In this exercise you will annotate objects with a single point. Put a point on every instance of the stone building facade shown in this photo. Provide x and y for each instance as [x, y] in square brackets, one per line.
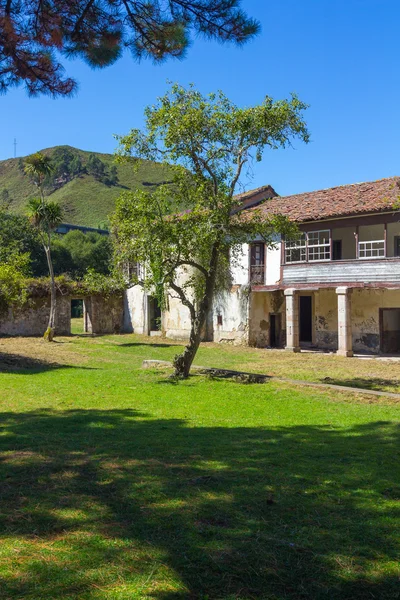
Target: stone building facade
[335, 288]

• • • • • • •

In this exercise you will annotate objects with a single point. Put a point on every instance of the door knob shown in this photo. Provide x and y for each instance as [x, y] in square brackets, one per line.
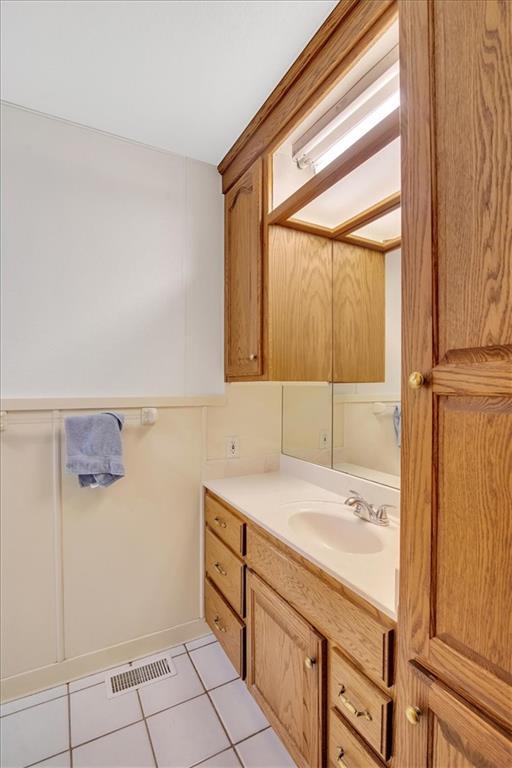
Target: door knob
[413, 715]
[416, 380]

• • • • • • •

Collect every line of the material above in which the word "shown" appears, and copy each such line in full.

**COMPLETE ANSWER:**
In this exercise you will annotate objects with a single point. Put a point on every instance of the stone building facade shown in this photo. Provide x and y for each instance as [x, y] in square brackets, one per line.
In this exercise you will annotate objects with a single point. Put a point on every instance of the door knob shown in this photo. Provide x and y for each instance as [x, y] in square brackets, one per line.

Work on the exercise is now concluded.